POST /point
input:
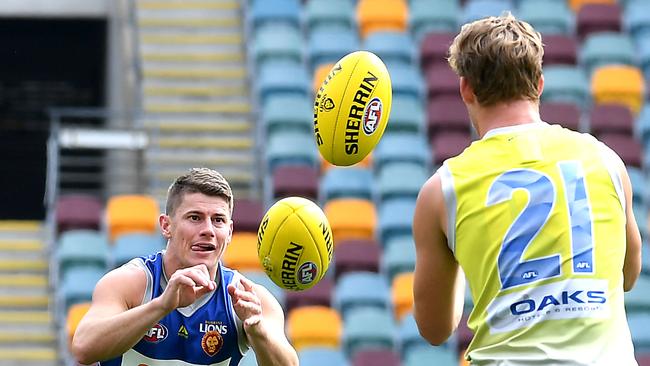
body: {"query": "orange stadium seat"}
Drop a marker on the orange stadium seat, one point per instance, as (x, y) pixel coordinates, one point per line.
(351, 218)
(384, 15)
(618, 84)
(314, 326)
(75, 313)
(402, 293)
(241, 253)
(131, 214)
(577, 4)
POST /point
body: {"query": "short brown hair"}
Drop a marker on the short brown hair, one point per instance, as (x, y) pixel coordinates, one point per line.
(198, 180)
(500, 57)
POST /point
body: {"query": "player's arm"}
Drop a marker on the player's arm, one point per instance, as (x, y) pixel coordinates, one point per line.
(263, 322)
(439, 283)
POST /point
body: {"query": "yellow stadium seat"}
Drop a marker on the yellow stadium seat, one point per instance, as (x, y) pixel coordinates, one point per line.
(382, 15)
(131, 214)
(314, 326)
(351, 218)
(402, 292)
(319, 75)
(620, 84)
(241, 253)
(75, 313)
(576, 4)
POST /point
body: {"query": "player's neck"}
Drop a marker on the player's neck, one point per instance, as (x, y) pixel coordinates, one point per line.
(505, 114)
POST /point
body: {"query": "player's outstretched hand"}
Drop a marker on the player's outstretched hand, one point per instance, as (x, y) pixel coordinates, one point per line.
(187, 285)
(247, 304)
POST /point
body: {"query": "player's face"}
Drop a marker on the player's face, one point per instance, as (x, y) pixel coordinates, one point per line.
(199, 230)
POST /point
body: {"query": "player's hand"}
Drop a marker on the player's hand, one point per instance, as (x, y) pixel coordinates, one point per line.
(246, 303)
(185, 286)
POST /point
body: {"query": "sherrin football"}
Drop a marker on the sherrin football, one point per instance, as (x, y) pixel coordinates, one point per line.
(294, 243)
(352, 107)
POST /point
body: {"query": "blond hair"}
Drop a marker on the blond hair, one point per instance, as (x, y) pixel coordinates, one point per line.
(198, 180)
(500, 57)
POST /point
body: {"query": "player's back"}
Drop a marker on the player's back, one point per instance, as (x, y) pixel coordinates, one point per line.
(537, 222)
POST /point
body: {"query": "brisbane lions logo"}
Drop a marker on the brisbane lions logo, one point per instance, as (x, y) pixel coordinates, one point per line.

--------

§ **TASK DIRECTIONS**: Every line above that includes the word "query" must appear in the answer.

§ **EXERCISE ANSWER**:
body: {"query": "orange stadium seat"}
body: {"query": "short brown hair"}
body: {"query": "player's arm"}
body: {"query": "yellow stadium seat"}
body: {"query": "player's neck"}
body: {"query": "player's outstretched hand"}
body: {"query": "player's face"}
body: {"query": "player's hand"}
body: {"query": "sherrin football"}
body: {"query": "blond hair"}
body: {"query": "player's back"}
body: {"query": "brisbane lions logo"}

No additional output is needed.